Location labeling records:
------------
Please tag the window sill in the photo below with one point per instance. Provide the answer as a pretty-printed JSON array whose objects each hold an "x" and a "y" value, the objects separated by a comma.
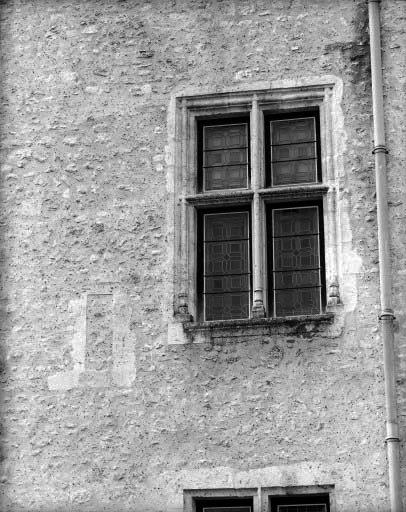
[{"x": 303, "y": 326}]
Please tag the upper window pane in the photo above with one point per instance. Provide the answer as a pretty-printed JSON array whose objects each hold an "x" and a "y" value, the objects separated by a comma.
[
  {"x": 293, "y": 150},
  {"x": 225, "y": 156}
]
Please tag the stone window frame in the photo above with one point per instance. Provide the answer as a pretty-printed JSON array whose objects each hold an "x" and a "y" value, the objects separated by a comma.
[
  {"x": 188, "y": 109},
  {"x": 261, "y": 496}
]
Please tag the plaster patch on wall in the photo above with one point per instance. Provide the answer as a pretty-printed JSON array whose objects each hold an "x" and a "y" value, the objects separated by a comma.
[
  {"x": 70, "y": 378},
  {"x": 351, "y": 262},
  {"x": 102, "y": 349}
]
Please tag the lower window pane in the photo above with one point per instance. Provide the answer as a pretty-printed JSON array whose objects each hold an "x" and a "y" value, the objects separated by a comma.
[
  {"x": 297, "y": 279},
  {"x": 227, "y": 509},
  {"x": 298, "y": 171},
  {"x": 225, "y": 177},
  {"x": 300, "y": 301},
  {"x": 302, "y": 508},
  {"x": 227, "y": 306}
]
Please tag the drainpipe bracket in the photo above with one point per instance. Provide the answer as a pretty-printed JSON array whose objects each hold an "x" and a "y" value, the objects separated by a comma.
[{"x": 380, "y": 149}]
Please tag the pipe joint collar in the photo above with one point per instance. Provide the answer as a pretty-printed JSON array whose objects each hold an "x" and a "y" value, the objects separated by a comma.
[
  {"x": 380, "y": 149},
  {"x": 392, "y": 440},
  {"x": 387, "y": 314}
]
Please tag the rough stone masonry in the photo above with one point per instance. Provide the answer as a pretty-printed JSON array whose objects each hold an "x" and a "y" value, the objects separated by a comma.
[{"x": 100, "y": 410}]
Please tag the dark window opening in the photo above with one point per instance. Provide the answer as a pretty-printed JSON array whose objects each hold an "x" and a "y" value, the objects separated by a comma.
[
  {"x": 292, "y": 143},
  {"x": 224, "y": 264},
  {"x": 224, "y": 154},
  {"x": 296, "y": 259},
  {"x": 224, "y": 505},
  {"x": 301, "y": 503}
]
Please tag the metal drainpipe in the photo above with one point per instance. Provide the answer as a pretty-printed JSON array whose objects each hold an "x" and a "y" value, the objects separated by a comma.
[{"x": 386, "y": 317}]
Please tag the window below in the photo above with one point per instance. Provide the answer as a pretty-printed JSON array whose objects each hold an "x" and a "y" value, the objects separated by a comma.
[
  {"x": 303, "y": 503},
  {"x": 224, "y": 505}
]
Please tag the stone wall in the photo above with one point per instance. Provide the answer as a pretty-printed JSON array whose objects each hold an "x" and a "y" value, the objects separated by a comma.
[{"x": 100, "y": 412}]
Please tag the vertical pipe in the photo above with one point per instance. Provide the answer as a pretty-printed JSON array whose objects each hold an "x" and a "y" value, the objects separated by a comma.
[
  {"x": 386, "y": 317},
  {"x": 258, "y": 309}
]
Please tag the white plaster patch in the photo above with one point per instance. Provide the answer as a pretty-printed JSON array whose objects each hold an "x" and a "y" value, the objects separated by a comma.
[{"x": 118, "y": 368}]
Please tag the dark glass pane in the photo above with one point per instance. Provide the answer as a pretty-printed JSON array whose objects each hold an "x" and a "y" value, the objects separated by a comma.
------------
* REQUIREMENT:
Every line of the data above should be quoted exactly. Omit the pictures.

* THE RESULT:
Please tag the window sill in the photo below with one point per instance. Provide the answer as a pretty-printed JSON array whose objects each hold an "x" and a "y" value, the objects separated by a comma.
[{"x": 303, "y": 326}]
Please tag the upper window pane in the photo above with one point per instance. Provide the answer as a pretty-printed JSON array whose objects each hold an "x" and a "y" value, the objects separated by a comma.
[
  {"x": 293, "y": 150},
  {"x": 225, "y": 156}
]
Please tag the stone window frame in the photo above with one point per instance. Provide the answer as a pretty-printed JSON array whose objects each hold an "x" and a "y" value, the objects separated by a comma.
[
  {"x": 188, "y": 109},
  {"x": 261, "y": 496}
]
Please tag the plaster patch on wall in the photo above with one point per instance. Provide the answer as a pretty-printed JSON array whose objects each hold an "x" and a "y" value, the objects separated by a comma.
[
  {"x": 70, "y": 378},
  {"x": 351, "y": 262},
  {"x": 102, "y": 349}
]
Please tag the lower window pane in the photo above with one point per instance. Provide the answer as a pretty-printed JSON array whose objects each hold an "x" and a "y" value, the objects separated by a comma.
[
  {"x": 297, "y": 279},
  {"x": 227, "y": 509},
  {"x": 298, "y": 171},
  {"x": 225, "y": 177},
  {"x": 300, "y": 301},
  {"x": 302, "y": 508},
  {"x": 227, "y": 306}
]
Please tag the drainpipe bracket in the photo above with one point per instance. Provide the answer as a pretty-printed JSON array whose objects each hold an "x" and a "y" value, the objects separated by a comma.
[{"x": 380, "y": 149}]
Please tag the pipe joint collar in the photo above with one point per instance. Provide the answer as a pretty-printed JSON array whose objects each hold an "x" and a "y" value, the objects separated by a comma.
[
  {"x": 380, "y": 149},
  {"x": 392, "y": 440},
  {"x": 387, "y": 314}
]
Please tag the rough stone masonry in the photo above with one point per instance. Provide the answer as a pretty-printed JSON array whose objects each hold an "x" and a "y" value, the objects separated by a comma.
[{"x": 100, "y": 410}]
Please tag the dark window opening in the photo above with one point per instance. Provide the answer as a pretty-printed JSON array whose objects each hold an "x" and a "y" value, the objects separated by a comma.
[
  {"x": 292, "y": 143},
  {"x": 224, "y": 264},
  {"x": 224, "y": 154},
  {"x": 296, "y": 259},
  {"x": 224, "y": 505},
  {"x": 301, "y": 503}
]
Please tag the metal drainpipe in the photo above with one point per instance. Provide the answer as a pretty-printed JSON array whose objects each hold an "x" and a "y" value, the objects separated by a comma.
[{"x": 386, "y": 317}]
Please tag the window below in the photo above with one point per instance. Provide the answer as a pretty-printed JSON array whose objects each hold an "x" and a "y" value, the objects separated by a comma.
[
  {"x": 303, "y": 503},
  {"x": 224, "y": 505}
]
Please tag the stone wall in the photo above with one point per instance. Provide the answer as a pretty-printed JSON array whose objects each hold an "x" and a "y" value, the objects separated by a comma.
[{"x": 100, "y": 412}]
Please tag the vertical pipe in the photo above with one point per instance. Provide the answer as a pretty-printed JSON array whose objects each hold an "x" and a "y" value, the objects separated by a comma.
[
  {"x": 386, "y": 317},
  {"x": 258, "y": 309}
]
Please tag the white plaster patch in the photo above with one point per instance. Provide the answer as a pretty-printed JSON array whose objects each hold an "x" and a "y" value, the objects separated by a comma.
[{"x": 118, "y": 368}]
Please tag the dark glass pane in the photo above with one point per instance. Provide the answer as a pretty-printed JSON array whose objects each hold an "x" and a "y" value, the objects separated by a comma.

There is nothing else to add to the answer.